# PASSAGE TO READ start
This time of economic turmoil has placed the banking industry under the microscope as the general public struggles to find an explanation for how we got to this point. The answer is that what seemed to be a sudden crisis in 2008 was a result of years of higher-risk lending in the subprime mortgage area, fueled by a voracious appetite on Wall Street and around the world for securities backed by these high-risk loans. That worked as long as housing prices went up; it fell apart in dramatic fashion when the housing market turned down.

So how is Virginia's banking industry handling the economic uncertainties along with the increased scrutiny? Better than you might think.

Banks have been the backbone of the Virginia economy for more than 200 years. Through lending, banks have helped grow their communities and have helped people make their dreams come true, so they could do things like go to college, own a home, or start a business. As the 60,000 Virginians working for banks still do today, bankers have provided significant community leadership and volunteer service. What's more, despite the current economic situation, Virginia banks have remained safe and sound and continue to invest in the communities they serve. There are 141 banks operating in Virginia, the vast majority of which maintain the highest level of capital as defined by their regulators.

The introduction of the Capital Purchase Program (CPP) by the U.S. Treasury Department and the idea of the government owning senior preferred shares in U.S. banks has caused taxpayers to inquire about the necessity of the program and the use of the government funds in this manner. Media references to the program as a "bailout" of the banking industry have only added to the curiosity. The CPP is not an industry bailout, but rather an investment in already healthy banks. In fact, the program is a win-win-win: It is a good investment for taxpayers (a 5 percent return is hard to come by these days), good for the banking industry, and, most importantly, good for consumers and businesses as it helps with our economic recovery.
# PASSAGE TO READ end
* **WORK TO DO**
- a) Answer these questions using the Virginia banking passage:
(i) How many Virginians work for banks?
(ii) How many banks operate in Virginia?
(iii) What percentage return does the passage cite as a reason the Capital Purchase Program is a good investment for taxpayers?
- b) Write out the Virginia banking passage between "This time of" and "market turned down.", inclusive, substituting "real estate market" for "housing market".
The rows play no part in this work.
# DATA EXTRACT start
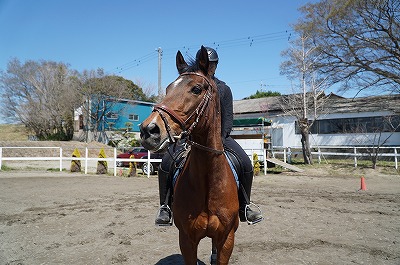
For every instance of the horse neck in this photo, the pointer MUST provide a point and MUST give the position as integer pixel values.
(208, 132)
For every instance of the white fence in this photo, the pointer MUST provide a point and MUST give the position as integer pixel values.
(85, 160)
(355, 152)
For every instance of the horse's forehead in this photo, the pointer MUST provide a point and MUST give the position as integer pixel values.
(179, 82)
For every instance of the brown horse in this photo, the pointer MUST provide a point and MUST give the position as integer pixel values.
(205, 194)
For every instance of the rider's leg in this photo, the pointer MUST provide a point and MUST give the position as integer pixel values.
(245, 181)
(245, 212)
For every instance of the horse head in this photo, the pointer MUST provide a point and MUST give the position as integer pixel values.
(181, 112)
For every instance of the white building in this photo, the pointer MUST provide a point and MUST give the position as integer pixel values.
(343, 122)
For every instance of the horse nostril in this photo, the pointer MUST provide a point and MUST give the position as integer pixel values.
(151, 129)
(155, 129)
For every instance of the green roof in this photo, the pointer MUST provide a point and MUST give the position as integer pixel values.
(251, 122)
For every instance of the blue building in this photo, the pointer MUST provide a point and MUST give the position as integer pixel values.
(123, 112)
(112, 115)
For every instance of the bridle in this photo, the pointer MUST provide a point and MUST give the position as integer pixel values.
(196, 115)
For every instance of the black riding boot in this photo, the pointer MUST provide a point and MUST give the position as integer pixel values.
(164, 214)
(245, 212)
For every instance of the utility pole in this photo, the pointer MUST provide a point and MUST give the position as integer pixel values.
(160, 92)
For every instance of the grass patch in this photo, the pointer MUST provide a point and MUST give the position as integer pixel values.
(6, 168)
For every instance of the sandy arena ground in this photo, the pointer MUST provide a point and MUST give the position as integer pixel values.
(72, 218)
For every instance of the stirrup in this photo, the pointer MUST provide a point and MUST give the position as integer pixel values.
(168, 209)
(246, 208)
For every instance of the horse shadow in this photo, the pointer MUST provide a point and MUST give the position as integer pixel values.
(175, 259)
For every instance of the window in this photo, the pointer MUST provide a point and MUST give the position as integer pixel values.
(133, 117)
(355, 125)
(112, 116)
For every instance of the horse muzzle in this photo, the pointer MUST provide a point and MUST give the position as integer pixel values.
(152, 137)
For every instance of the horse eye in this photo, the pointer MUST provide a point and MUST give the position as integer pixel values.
(196, 90)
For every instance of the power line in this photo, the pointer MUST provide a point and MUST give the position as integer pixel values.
(170, 52)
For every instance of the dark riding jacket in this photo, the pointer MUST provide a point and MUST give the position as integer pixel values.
(226, 101)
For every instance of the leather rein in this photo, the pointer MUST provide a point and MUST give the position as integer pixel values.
(196, 114)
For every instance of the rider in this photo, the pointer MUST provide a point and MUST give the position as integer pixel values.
(246, 179)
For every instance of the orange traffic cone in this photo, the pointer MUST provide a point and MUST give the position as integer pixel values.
(363, 185)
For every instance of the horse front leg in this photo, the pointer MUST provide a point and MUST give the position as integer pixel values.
(213, 258)
(188, 249)
(224, 250)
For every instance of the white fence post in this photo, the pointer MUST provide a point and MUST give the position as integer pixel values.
(265, 161)
(60, 159)
(319, 155)
(86, 157)
(355, 156)
(115, 162)
(284, 154)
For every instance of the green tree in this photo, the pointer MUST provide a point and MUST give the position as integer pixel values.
(41, 95)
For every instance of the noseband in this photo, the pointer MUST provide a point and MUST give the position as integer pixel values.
(196, 114)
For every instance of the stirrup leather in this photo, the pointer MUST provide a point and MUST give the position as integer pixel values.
(168, 209)
(246, 208)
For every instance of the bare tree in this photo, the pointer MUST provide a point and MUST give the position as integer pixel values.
(99, 95)
(308, 95)
(39, 95)
(358, 41)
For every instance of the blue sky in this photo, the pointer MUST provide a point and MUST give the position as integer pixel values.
(122, 36)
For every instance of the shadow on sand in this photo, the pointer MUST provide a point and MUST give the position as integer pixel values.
(175, 259)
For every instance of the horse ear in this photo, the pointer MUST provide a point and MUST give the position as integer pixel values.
(203, 60)
(181, 65)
# DATA EXTRACT end
* **RESULTS IN ORDER**
- a)
(i) 60,000
(ii) 141
(iii) 5 percent

- b)
This time of economic turmoil has placed the banking industry under the microscope as the general public struggles to find an explanation for how we got to this point. The answer is that what seemed to be a sudden crisis in 2008 was a result of years of higher-risk lending in the subprime mortgage area, fueled by a voracious appetite on Wall Street and around the world for securities backed by these high-risk loans. That worked as long as housing prices went up; it fell apart in dramatic fashion when the real estate market turned down.